### TASK TO COMPLETE
Rewrite everything from the line containing "Q: In the image above, where is the windshield wiper" down to the line containing "192, 18, 223]]", with "rear wheel" changed to "back wheel" and nothing else altered.

### Bounding-box records
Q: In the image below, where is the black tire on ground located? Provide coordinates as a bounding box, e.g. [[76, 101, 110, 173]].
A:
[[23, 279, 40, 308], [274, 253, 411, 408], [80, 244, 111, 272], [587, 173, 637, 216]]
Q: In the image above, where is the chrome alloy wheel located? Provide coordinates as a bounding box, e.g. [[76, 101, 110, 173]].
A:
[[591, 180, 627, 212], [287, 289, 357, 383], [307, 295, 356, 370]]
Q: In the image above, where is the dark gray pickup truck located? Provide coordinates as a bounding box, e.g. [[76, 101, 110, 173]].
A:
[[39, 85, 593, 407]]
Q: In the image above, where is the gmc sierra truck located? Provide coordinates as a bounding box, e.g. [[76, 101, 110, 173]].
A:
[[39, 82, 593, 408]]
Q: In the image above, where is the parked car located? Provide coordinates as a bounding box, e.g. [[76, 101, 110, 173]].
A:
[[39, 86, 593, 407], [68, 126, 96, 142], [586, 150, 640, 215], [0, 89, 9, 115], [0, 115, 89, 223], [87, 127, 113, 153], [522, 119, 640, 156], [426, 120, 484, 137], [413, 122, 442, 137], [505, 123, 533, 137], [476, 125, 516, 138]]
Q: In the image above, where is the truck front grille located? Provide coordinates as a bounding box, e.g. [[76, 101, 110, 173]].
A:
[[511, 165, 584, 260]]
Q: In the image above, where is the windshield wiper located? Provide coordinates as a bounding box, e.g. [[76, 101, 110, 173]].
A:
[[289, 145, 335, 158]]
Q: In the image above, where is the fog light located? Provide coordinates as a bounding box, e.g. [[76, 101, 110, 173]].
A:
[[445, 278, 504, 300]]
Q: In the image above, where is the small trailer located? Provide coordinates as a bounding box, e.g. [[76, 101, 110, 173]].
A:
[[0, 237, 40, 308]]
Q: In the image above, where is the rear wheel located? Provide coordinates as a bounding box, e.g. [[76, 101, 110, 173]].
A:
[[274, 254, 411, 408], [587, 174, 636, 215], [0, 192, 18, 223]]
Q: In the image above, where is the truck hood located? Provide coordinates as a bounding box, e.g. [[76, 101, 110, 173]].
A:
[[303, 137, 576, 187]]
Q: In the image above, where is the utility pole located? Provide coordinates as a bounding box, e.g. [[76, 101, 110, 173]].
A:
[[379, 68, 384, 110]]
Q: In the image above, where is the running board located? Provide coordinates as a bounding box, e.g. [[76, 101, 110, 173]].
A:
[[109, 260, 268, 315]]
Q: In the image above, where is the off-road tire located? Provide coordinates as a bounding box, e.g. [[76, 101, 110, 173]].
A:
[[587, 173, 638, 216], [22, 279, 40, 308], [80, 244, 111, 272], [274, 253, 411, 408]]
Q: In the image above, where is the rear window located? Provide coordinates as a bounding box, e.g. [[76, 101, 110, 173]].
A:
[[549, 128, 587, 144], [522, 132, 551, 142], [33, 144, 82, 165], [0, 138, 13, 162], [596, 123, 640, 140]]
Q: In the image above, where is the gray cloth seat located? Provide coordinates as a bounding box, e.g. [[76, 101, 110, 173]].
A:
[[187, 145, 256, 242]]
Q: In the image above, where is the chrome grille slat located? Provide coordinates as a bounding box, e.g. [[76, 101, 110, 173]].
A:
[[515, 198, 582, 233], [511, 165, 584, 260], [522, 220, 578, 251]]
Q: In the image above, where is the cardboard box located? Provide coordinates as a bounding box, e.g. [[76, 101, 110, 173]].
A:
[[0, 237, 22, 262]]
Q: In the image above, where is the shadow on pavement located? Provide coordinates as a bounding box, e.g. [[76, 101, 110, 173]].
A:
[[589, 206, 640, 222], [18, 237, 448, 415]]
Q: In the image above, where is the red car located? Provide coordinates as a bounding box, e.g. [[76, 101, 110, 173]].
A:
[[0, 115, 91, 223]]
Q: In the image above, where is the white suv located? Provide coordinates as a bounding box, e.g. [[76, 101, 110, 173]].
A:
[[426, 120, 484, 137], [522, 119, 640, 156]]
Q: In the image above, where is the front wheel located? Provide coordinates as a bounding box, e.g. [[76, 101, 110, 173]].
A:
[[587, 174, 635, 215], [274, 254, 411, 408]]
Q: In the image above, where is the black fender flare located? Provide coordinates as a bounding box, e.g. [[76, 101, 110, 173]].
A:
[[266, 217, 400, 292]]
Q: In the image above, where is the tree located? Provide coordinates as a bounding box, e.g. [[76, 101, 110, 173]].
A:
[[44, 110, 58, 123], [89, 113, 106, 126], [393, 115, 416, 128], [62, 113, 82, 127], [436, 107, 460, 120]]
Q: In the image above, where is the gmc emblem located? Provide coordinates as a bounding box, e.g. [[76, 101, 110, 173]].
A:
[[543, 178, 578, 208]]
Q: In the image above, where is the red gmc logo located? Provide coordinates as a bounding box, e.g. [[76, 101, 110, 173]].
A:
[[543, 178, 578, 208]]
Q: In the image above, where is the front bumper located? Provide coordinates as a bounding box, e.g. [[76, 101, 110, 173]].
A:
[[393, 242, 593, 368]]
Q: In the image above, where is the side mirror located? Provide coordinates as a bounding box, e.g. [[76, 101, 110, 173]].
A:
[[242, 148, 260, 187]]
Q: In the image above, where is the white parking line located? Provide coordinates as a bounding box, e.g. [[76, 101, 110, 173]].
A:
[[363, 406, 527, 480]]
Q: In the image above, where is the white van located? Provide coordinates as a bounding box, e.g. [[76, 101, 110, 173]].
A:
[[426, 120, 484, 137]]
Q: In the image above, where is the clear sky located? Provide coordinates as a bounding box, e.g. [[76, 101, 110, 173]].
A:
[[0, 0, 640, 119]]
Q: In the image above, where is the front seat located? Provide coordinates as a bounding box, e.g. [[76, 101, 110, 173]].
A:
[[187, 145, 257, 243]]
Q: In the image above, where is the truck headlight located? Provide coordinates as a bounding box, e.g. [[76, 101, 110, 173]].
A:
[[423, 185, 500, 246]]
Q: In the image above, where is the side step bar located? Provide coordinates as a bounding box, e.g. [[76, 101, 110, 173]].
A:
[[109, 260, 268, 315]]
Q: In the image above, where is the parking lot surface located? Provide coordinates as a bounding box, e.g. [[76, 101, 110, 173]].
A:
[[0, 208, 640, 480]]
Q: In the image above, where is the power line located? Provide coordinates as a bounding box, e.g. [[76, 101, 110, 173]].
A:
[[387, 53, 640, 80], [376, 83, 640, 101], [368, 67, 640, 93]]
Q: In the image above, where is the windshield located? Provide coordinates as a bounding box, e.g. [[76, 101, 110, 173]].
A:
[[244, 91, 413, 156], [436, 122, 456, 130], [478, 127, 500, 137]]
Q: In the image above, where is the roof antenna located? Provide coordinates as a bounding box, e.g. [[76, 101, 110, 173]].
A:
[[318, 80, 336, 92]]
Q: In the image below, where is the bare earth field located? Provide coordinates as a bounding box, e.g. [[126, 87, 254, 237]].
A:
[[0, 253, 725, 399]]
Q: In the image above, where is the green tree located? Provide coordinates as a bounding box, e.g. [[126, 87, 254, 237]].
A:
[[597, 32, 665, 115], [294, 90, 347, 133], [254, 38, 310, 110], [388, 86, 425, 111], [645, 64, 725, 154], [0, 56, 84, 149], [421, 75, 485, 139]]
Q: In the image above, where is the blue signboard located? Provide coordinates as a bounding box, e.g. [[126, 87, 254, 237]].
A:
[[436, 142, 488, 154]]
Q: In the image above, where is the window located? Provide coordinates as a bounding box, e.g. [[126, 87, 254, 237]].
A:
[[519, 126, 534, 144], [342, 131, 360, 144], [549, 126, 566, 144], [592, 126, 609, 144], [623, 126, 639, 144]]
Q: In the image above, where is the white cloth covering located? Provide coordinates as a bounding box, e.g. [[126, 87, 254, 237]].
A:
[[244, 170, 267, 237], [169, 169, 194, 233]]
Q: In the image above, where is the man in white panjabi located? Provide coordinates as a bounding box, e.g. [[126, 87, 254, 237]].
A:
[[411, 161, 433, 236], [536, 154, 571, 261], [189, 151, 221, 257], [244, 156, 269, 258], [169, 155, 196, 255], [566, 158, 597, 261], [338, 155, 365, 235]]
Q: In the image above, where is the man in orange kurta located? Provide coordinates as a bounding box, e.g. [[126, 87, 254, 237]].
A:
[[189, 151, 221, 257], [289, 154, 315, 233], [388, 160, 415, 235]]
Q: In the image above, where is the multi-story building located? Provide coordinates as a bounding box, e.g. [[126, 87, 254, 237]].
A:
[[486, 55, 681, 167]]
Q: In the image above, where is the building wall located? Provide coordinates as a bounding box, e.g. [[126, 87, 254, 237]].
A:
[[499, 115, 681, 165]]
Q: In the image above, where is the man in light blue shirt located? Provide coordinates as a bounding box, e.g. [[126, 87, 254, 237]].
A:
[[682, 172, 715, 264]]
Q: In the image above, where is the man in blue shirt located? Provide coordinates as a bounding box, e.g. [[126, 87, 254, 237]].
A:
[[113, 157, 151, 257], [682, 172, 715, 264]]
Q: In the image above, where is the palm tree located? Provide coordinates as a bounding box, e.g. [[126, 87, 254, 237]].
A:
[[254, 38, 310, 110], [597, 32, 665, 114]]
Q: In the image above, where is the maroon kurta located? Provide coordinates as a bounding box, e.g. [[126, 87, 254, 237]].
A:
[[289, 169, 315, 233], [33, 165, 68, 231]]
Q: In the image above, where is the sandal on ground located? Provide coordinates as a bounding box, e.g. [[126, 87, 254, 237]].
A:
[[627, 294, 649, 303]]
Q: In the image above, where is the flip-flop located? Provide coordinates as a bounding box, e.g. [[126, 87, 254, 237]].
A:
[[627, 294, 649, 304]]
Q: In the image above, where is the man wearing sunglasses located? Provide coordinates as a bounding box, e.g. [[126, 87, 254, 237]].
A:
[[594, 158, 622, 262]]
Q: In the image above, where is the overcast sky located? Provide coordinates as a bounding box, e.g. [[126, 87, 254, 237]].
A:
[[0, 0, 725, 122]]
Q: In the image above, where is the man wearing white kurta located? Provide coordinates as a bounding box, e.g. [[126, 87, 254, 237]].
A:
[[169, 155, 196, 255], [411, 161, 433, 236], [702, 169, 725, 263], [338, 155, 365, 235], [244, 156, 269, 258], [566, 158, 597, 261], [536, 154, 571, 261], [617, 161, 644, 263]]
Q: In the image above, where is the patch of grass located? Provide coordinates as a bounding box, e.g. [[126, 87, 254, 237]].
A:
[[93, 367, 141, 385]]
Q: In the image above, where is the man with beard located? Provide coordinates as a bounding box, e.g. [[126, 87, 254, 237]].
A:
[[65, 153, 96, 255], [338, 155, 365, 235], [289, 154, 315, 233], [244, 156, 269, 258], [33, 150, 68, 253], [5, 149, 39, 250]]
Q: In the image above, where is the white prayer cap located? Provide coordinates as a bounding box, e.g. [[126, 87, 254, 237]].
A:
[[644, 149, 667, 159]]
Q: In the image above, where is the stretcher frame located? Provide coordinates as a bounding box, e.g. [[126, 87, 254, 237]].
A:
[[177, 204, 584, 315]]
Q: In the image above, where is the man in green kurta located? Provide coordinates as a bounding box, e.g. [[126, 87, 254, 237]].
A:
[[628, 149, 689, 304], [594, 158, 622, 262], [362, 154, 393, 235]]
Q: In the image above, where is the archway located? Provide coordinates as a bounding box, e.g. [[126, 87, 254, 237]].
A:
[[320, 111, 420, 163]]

### WRITTEN SOLUTION
Q: In the image above, where is the windshield wiper located? Provide coordinates as a bounding box, e.g. [[76, 101, 110, 173]].
A:
[[289, 145, 335, 158]]
Q: In the image above, where is the fog light located? Provide coordinates as a bounding box, e.g. [[76, 101, 110, 173]].
A:
[[445, 278, 504, 300]]
Q: In the image above, where is the small trailer located? Provide coordinates as a bounding box, e.g. [[76, 101, 110, 173]].
A:
[[0, 237, 40, 308]]
Q: In the image above, where is the back wheel located? Provide coordinates as a bounding box, e.g. [[76, 101, 110, 173]].
A:
[[274, 254, 411, 408], [587, 174, 636, 215], [0, 192, 18, 223]]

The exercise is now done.